STATED PROBLEM: Could you return each line from the one bearing "Mark every instance of the long" through the last line of the entries, exactly as it stands, with no pictures?

RECORDS FOR THE EXERCISE:
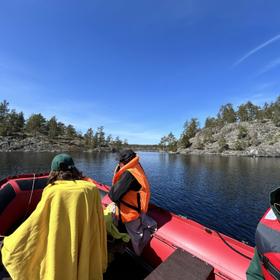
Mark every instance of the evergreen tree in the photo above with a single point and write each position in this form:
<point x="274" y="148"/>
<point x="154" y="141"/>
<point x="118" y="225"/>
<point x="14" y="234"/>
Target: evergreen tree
<point x="247" y="112"/>
<point x="100" y="136"/>
<point x="190" y="130"/>
<point x="227" y="114"/>
<point x="70" y="131"/>
<point x="52" y="127"/>
<point x="36" y="124"/>
<point x="4" y="111"/>
<point x="15" y="122"/>
<point x="89" y="138"/>
<point x="118" y="143"/>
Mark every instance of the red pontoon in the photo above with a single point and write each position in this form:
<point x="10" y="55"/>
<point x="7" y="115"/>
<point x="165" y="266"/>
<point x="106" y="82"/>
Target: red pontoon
<point x="175" y="240"/>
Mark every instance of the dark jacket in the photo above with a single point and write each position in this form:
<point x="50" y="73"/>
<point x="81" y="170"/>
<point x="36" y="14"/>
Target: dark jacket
<point x="254" y="271"/>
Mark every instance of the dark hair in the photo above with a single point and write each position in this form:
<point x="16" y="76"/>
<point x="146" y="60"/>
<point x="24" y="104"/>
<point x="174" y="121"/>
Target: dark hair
<point x="69" y="175"/>
<point x="125" y="156"/>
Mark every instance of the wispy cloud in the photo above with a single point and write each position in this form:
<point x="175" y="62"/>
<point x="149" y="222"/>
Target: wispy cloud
<point x="258" y="95"/>
<point x="258" y="48"/>
<point x="273" y="64"/>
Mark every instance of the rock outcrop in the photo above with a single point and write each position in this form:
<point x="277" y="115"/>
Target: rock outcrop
<point x="257" y="139"/>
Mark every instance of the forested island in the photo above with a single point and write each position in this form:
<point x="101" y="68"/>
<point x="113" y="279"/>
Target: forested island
<point x="248" y="131"/>
<point x="37" y="133"/>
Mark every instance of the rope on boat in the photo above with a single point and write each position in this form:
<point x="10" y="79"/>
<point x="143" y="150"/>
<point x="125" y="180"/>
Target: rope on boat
<point x="235" y="250"/>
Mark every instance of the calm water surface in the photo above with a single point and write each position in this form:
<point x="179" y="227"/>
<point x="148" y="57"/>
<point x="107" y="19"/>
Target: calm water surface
<point x="228" y="194"/>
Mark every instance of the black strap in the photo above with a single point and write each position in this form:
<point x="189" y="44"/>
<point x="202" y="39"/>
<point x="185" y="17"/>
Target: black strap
<point x="275" y="273"/>
<point x="138" y="208"/>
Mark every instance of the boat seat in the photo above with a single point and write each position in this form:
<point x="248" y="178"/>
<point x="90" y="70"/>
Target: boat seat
<point x="181" y="265"/>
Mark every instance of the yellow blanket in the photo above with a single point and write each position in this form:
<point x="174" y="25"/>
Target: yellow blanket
<point x="64" y="238"/>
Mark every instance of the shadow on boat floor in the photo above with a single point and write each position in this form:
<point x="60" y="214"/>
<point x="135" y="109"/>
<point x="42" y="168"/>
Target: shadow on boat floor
<point x="127" y="266"/>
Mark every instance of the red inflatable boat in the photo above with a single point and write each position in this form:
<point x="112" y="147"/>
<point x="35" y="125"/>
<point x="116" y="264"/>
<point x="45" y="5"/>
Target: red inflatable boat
<point x="170" y="248"/>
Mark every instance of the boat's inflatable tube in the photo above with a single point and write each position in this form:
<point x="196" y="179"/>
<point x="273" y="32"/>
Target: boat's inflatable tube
<point x="19" y="196"/>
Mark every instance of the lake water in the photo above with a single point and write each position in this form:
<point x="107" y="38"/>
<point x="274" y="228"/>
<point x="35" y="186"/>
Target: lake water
<point x="229" y="194"/>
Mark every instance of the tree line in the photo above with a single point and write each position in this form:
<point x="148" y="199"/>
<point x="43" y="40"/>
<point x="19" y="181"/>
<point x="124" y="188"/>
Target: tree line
<point x="13" y="123"/>
<point x="247" y="112"/>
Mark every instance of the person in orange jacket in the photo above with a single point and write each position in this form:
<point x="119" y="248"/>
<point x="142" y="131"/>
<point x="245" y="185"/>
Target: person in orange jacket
<point x="131" y="193"/>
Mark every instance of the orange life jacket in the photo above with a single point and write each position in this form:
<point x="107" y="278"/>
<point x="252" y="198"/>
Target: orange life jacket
<point x="133" y="203"/>
<point x="268" y="245"/>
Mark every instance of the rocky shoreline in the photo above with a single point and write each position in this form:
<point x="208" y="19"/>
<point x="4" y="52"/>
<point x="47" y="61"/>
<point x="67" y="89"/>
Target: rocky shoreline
<point x="249" y="139"/>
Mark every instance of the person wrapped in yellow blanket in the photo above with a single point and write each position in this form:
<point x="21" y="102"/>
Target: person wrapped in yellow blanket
<point x="65" y="237"/>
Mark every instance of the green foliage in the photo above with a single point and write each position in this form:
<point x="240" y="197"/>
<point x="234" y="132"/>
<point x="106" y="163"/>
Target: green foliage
<point x="4" y="113"/>
<point x="70" y="131"/>
<point x="52" y="127"/>
<point x="222" y="144"/>
<point x="15" y="122"/>
<point x="242" y="132"/>
<point x="168" y="143"/>
<point x="240" y="145"/>
<point x="36" y="124"/>
<point x="12" y="123"/>
<point x="227" y="114"/>
<point x="100" y="137"/>
<point x="212" y="123"/>
<point x="276" y="112"/>
<point x="117" y="143"/>
<point x="248" y="112"/>
<point x="190" y="130"/>
<point x="208" y="136"/>
<point x="89" y="139"/>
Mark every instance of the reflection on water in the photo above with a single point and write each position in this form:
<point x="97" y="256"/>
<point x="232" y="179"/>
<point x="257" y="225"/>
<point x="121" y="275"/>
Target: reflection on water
<point x="228" y="194"/>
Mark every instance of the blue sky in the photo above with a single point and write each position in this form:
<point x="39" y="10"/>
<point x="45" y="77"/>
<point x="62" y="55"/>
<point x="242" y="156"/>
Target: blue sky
<point x="139" y="68"/>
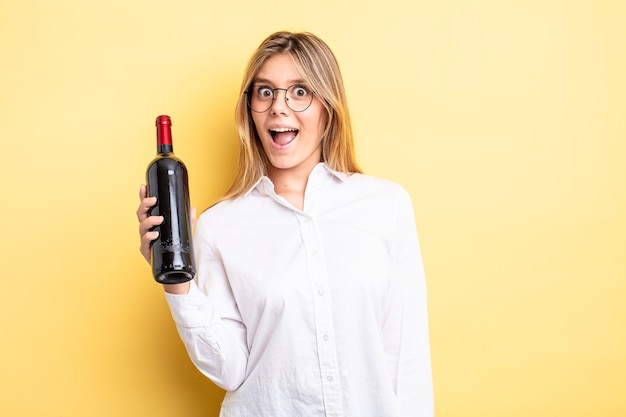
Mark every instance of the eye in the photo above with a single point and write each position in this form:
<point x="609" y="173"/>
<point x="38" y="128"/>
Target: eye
<point x="300" y="91"/>
<point x="264" y="92"/>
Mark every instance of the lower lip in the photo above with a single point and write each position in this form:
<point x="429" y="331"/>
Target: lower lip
<point x="285" y="146"/>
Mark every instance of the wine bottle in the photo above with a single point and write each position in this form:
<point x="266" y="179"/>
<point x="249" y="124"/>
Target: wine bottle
<point x="172" y="252"/>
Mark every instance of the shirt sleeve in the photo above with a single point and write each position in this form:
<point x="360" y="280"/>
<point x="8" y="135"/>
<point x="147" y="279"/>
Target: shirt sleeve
<point x="405" y="328"/>
<point x="208" y="320"/>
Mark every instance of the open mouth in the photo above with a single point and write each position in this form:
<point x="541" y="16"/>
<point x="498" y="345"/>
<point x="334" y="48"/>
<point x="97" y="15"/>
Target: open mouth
<point x="284" y="135"/>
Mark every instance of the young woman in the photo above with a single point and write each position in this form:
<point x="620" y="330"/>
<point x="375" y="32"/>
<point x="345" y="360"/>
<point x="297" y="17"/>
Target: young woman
<point x="310" y="298"/>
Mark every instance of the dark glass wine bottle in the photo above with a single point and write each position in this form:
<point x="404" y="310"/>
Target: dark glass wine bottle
<point x="172" y="252"/>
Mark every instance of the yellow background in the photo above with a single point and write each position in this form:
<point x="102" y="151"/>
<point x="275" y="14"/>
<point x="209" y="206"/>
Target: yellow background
<point x="506" y="121"/>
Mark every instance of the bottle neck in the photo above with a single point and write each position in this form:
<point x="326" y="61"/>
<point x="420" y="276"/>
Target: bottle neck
<point x="165" y="149"/>
<point x="164" y="135"/>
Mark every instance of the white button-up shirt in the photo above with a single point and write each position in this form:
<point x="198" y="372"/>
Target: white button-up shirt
<point x="319" y="312"/>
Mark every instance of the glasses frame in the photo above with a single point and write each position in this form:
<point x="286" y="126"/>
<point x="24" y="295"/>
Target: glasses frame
<point x="249" y="93"/>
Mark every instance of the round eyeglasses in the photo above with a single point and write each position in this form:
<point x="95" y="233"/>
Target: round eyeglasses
<point x="261" y="97"/>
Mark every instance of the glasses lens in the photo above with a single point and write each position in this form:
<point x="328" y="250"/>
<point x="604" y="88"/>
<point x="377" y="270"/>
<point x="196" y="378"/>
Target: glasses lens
<point x="299" y="98"/>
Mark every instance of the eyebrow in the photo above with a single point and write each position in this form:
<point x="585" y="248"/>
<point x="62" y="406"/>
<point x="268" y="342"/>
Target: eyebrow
<point x="266" y="81"/>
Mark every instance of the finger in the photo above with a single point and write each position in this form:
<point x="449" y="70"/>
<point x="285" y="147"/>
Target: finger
<point x="148" y="223"/>
<point x="143" y="191"/>
<point x="144" y="208"/>
<point x="193" y="217"/>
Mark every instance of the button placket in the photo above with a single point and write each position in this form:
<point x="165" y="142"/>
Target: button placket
<point x="327" y="354"/>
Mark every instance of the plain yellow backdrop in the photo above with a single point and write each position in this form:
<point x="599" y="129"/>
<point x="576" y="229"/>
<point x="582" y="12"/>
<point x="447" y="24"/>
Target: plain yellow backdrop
<point x="505" y="120"/>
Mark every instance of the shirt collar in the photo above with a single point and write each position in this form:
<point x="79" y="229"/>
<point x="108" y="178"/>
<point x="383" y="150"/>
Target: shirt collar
<point x="264" y="185"/>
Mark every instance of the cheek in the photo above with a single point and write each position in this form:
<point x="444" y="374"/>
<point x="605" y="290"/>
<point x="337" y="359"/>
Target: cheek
<point x="258" y="121"/>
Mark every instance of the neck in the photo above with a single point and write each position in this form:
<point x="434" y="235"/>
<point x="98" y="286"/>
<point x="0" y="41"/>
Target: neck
<point x="291" y="184"/>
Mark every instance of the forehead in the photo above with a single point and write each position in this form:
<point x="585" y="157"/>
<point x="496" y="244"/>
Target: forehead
<point x="280" y="70"/>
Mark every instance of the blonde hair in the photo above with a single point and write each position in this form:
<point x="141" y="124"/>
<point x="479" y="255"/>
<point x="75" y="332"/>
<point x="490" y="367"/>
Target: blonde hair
<point x="319" y="68"/>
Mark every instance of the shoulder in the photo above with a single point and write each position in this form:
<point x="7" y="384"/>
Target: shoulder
<point x="369" y="184"/>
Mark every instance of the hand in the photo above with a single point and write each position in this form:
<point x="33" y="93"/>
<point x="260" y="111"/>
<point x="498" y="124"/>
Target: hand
<point x="146" y="222"/>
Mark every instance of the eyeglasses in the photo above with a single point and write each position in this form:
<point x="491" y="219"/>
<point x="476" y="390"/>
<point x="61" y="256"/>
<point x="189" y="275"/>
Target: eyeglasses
<point x="261" y="97"/>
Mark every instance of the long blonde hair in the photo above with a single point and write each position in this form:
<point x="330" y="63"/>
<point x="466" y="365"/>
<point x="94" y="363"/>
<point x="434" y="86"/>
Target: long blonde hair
<point x="319" y="68"/>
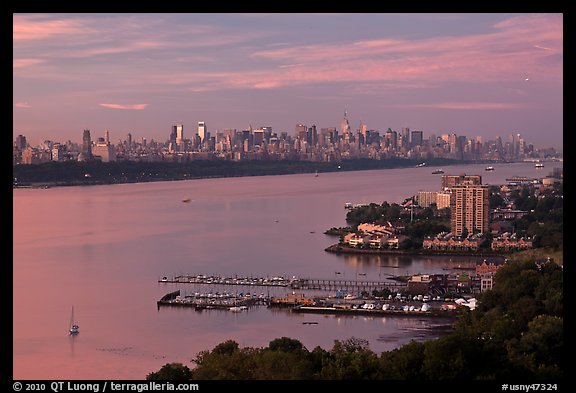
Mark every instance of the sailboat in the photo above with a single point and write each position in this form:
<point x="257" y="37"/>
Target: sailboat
<point x="74" y="329"/>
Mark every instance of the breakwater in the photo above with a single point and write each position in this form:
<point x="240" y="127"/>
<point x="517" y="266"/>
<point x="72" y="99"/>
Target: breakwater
<point x="319" y="284"/>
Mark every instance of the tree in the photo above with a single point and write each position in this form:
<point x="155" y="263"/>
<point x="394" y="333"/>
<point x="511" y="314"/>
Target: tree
<point x="171" y="372"/>
<point x="285" y="344"/>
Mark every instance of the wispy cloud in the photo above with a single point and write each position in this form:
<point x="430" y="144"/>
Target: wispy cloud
<point x="499" y="55"/>
<point x="28" y="27"/>
<point x="22" y="63"/>
<point x="467" y="105"/>
<point x="135" y="107"/>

EXERCISE RESULT:
Mark every instance of the long blonde hair in the photo above with a single point and write each position in this form:
<point x="330" y="63"/>
<point x="466" y="365"/>
<point x="94" y="363"/>
<point x="434" y="86"/>
Target: long blonde hair
<point x="319" y="68"/>
Mark every instance of the sailboat in the photo above with a single point and write each position in this form:
<point x="257" y="37"/>
Target: sailboat
<point x="74" y="329"/>
Mark every instance of the breakwater in the photo above with a single point and write each position in this form:
<point x="240" y="127"/>
<point x="517" y="266"/>
<point x="72" y="99"/>
Target: breakwater
<point x="319" y="284"/>
Mark every instance of the tree in the photo above with a single point and write each position in this form:
<point x="155" y="263"/>
<point x="394" y="333"/>
<point x="511" y="314"/>
Target: tree
<point x="171" y="372"/>
<point x="285" y="344"/>
Mark every instance of the wispy cloud in the photo above with a single point and write each position in this form:
<point x="430" y="144"/>
Target: wispy cloud
<point x="499" y="55"/>
<point x="28" y="27"/>
<point x="22" y="63"/>
<point x="467" y="105"/>
<point x="135" y="107"/>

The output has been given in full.